Apesar dos irrefutáveis dados que
denotam que o clima está mudando com uma velocidade espantosa (incidência
anormal de incêndios, estiagens, tempestades, tufões etc.), os incrédulos e
negacionistas preferem ignorar os avisos da natureza e seguem em sua escalada
insensata rumo ao abismo, a fim de não afetar a economia, sobretudo a de seus
próprios bolsos.
Embora as perspectivas piorem a cada
ano, os relatórios dos cientistas são menosprezados pelos governantes. Os
poucos acordos estabelecidos pelas convenções não são cumpridos e as tímidas metas
são desrespeitadas, apesar dos alertas de que a situação já passou do ponto de
“não retorno”, em que as medidas executadas não servirão, a partir de agora, para
resolver a situação mas apenas para atenuar seus danos.
As necessárias mas impopulares
intervenções para mitigar os efeitos nocivos vão sendo empurradas com a barriga
pelos governantes, preocupados apenas com pautas de curto prazo que rendem
votos.

**O QUE FAZER:** Reproduza fielmente o trecho do texto sobre as mudanças climáticas que começa em "Apesar dos irrefutáveis" e segue até "próprios bolsos.". Baseie-se apenas no texto sobre as mudanças climáticas.

**CONJUNTO DE REGISTROS:**

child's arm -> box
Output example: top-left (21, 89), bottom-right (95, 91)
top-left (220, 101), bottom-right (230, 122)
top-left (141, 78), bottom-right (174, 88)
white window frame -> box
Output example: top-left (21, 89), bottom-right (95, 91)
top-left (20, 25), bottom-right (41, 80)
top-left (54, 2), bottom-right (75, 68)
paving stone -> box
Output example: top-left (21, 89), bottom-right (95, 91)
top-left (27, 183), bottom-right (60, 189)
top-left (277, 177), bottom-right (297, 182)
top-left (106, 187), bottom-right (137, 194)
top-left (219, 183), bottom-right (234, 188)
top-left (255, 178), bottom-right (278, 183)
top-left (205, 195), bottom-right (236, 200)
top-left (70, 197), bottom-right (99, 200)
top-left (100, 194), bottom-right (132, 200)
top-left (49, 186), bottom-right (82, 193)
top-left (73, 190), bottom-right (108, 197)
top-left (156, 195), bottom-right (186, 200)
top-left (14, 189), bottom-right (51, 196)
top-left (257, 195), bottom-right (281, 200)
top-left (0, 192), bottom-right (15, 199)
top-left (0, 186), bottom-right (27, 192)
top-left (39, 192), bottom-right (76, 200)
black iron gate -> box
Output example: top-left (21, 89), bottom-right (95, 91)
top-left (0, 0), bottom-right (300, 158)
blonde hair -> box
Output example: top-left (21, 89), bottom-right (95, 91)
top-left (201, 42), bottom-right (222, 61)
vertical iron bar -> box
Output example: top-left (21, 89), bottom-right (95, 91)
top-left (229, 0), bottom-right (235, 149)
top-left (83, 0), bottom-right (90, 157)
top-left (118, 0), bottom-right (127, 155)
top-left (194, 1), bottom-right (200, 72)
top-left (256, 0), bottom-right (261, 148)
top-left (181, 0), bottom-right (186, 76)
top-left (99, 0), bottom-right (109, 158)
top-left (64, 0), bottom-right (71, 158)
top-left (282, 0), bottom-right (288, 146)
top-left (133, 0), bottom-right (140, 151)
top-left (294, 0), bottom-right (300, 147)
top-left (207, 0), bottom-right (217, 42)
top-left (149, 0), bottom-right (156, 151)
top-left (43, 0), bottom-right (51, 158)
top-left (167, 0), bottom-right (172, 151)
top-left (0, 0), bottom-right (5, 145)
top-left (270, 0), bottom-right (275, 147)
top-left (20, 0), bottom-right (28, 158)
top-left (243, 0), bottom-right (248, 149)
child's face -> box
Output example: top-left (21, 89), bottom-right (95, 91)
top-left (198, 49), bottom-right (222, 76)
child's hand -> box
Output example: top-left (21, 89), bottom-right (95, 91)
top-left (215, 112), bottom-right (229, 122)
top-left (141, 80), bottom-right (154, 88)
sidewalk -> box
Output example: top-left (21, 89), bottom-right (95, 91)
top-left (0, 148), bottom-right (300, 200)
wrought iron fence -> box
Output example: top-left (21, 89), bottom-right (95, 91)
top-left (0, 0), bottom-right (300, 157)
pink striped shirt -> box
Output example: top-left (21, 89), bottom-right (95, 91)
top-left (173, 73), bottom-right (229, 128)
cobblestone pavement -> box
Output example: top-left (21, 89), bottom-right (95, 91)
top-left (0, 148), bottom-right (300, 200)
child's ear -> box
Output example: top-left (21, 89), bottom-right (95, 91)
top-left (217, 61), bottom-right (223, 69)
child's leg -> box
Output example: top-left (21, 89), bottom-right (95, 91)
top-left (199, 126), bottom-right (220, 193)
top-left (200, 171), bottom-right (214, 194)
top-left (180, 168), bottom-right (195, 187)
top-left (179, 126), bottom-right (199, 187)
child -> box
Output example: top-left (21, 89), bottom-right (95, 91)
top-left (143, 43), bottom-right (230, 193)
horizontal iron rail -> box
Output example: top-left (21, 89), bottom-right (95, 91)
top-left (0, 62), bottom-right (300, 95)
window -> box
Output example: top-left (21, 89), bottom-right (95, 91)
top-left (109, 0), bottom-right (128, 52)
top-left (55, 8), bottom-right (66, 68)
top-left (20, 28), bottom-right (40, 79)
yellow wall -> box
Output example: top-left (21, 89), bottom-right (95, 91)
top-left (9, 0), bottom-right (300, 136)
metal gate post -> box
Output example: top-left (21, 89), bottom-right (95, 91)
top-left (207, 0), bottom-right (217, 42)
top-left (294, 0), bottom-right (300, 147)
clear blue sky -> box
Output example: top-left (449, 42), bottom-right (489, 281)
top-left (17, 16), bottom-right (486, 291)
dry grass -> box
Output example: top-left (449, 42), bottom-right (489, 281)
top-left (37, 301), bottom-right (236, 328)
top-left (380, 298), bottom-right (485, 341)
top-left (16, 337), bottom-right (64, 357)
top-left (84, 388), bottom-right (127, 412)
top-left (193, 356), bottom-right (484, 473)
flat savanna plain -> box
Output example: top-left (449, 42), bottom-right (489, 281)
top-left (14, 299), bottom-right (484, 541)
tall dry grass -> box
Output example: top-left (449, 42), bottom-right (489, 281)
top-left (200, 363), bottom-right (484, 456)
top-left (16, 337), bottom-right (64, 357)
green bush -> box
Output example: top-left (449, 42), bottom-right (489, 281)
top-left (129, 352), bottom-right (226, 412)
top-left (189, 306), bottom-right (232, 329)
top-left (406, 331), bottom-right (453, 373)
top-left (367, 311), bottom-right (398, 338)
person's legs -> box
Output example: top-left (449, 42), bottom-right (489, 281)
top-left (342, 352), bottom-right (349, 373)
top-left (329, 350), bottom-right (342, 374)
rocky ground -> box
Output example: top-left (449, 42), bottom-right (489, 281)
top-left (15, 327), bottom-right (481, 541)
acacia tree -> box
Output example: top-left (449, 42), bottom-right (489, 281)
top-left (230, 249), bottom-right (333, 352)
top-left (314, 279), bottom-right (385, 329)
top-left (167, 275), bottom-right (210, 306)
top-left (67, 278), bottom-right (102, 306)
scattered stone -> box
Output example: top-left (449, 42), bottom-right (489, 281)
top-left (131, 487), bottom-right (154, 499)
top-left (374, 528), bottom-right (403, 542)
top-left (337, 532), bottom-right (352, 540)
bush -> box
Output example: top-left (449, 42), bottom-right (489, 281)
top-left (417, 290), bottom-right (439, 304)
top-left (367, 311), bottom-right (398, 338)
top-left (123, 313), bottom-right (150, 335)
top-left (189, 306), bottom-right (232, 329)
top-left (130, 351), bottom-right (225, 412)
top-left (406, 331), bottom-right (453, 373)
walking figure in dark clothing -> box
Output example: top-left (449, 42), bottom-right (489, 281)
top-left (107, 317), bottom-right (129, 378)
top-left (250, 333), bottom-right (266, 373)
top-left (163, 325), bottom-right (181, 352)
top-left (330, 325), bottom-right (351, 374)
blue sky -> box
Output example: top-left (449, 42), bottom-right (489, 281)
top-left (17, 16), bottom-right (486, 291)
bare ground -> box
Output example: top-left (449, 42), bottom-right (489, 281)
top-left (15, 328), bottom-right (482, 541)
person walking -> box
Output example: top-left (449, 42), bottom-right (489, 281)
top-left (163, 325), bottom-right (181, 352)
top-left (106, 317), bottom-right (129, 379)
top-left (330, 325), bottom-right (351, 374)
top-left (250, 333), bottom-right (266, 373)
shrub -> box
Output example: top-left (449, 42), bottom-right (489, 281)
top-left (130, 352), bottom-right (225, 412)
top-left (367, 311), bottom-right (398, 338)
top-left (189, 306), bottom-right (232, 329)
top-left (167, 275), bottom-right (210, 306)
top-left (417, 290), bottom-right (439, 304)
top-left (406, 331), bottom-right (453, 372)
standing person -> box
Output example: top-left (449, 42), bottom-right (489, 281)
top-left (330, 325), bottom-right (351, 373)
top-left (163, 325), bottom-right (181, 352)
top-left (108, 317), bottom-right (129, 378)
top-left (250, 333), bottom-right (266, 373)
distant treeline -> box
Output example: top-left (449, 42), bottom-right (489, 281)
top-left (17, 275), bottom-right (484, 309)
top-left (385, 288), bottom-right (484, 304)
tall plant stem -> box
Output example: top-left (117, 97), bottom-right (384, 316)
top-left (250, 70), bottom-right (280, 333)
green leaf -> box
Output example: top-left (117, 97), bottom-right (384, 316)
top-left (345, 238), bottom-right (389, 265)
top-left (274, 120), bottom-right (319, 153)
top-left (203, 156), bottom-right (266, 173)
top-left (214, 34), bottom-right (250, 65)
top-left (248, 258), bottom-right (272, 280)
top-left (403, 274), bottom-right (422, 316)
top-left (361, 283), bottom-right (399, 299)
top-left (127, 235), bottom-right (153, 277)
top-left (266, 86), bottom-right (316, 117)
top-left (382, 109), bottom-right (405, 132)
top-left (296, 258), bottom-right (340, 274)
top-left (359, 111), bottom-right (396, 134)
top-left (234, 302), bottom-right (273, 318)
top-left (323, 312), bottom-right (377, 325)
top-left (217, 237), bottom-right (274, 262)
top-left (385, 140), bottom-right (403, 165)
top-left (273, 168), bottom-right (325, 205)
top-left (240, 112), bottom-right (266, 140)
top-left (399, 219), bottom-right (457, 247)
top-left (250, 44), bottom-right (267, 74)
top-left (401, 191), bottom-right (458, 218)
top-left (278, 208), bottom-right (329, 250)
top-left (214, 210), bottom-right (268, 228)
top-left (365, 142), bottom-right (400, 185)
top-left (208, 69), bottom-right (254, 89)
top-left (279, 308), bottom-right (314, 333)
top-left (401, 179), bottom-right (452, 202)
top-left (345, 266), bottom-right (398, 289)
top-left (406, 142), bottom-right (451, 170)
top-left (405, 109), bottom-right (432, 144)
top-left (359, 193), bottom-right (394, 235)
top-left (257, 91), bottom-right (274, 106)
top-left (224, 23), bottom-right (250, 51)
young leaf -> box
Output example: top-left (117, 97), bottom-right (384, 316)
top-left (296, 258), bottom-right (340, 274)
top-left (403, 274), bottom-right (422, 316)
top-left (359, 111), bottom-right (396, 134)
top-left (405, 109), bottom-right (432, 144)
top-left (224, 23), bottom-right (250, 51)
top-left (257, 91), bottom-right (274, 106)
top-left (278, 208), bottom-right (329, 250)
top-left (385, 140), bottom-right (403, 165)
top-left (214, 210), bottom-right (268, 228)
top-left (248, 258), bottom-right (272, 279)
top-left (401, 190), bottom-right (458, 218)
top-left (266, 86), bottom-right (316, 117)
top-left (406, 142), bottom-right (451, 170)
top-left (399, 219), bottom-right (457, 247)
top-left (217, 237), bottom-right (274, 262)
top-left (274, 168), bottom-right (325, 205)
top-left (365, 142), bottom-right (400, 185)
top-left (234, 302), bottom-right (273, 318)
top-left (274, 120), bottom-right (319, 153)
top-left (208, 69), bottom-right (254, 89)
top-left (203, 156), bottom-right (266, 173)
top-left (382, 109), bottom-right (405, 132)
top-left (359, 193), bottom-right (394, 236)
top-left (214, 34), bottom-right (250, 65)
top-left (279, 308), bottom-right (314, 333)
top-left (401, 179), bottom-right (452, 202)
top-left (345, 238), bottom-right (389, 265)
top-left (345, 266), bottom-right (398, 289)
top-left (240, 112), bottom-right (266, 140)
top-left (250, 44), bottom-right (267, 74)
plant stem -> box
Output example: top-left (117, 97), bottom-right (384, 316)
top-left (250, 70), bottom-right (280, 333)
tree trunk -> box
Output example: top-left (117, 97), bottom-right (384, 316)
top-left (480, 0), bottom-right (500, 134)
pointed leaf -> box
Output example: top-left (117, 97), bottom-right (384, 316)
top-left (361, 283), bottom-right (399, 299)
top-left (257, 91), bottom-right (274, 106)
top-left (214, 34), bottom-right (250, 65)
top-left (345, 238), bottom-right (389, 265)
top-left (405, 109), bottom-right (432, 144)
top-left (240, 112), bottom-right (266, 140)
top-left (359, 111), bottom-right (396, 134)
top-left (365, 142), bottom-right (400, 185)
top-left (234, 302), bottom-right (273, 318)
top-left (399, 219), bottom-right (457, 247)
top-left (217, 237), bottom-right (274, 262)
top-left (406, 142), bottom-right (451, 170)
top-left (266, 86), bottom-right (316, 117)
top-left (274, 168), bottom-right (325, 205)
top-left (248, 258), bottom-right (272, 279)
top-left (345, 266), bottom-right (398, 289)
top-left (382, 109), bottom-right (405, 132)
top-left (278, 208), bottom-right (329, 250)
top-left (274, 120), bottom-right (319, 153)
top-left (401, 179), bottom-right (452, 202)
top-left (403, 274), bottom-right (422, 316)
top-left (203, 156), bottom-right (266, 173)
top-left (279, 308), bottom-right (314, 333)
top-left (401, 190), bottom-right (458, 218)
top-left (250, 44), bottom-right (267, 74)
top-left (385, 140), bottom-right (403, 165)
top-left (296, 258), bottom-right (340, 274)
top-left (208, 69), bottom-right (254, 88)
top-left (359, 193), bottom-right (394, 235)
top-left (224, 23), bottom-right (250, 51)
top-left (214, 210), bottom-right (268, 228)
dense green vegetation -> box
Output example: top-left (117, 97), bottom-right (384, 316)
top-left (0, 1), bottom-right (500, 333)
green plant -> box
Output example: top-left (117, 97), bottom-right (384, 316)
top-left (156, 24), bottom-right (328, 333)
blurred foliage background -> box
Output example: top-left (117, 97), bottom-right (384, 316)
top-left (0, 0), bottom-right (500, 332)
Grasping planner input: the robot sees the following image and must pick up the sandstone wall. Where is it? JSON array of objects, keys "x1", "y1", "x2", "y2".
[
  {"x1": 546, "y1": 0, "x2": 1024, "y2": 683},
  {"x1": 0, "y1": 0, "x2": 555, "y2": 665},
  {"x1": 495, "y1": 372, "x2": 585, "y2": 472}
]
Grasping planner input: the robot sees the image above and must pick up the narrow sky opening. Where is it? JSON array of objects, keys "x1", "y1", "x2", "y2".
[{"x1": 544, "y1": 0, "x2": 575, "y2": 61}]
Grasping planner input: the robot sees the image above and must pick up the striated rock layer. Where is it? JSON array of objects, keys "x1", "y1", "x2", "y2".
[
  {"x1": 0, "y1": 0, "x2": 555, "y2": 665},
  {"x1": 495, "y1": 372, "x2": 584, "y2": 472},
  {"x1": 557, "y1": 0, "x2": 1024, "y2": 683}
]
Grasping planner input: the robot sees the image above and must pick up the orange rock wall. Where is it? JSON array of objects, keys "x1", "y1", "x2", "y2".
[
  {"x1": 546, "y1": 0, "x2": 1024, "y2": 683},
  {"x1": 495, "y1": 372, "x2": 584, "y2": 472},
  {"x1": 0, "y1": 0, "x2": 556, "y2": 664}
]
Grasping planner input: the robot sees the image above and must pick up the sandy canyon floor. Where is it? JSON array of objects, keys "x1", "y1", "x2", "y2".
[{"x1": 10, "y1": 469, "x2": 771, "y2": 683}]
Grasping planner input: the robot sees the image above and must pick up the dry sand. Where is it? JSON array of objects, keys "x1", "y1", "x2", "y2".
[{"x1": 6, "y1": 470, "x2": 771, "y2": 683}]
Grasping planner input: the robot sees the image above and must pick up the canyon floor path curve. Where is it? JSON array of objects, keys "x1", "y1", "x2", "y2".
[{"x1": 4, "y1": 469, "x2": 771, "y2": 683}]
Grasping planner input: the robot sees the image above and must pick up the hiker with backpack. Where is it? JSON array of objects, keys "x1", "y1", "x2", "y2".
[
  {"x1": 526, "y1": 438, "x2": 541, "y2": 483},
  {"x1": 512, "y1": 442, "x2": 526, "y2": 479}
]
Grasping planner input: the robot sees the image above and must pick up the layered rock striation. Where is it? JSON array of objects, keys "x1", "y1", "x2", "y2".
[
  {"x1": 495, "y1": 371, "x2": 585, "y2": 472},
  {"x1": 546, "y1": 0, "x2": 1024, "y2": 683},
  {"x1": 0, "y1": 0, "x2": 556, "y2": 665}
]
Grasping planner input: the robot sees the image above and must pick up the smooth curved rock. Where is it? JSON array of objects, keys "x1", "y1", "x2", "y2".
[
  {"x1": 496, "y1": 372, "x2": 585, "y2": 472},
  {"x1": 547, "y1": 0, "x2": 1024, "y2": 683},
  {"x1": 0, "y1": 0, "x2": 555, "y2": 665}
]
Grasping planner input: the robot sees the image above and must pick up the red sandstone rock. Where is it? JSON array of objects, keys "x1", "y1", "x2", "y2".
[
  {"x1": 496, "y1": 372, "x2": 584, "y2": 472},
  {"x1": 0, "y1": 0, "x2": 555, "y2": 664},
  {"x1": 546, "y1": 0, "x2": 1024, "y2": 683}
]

**RESOLUÇÃO:**
Apesar dos irrefutáveis dados que
denotam que o clima está mudando com uma velocidade espantosa (incidência
anormal de incêndios, estiagens, tempestades, tufões etc.), os incrédulos e
negacionistas preferem ignorar os avisos da natureza e seguem em sua escalada
insensata rumo ao abismo, a fim de não afetar a economia, sobretudo a de seus
próprios bolsos.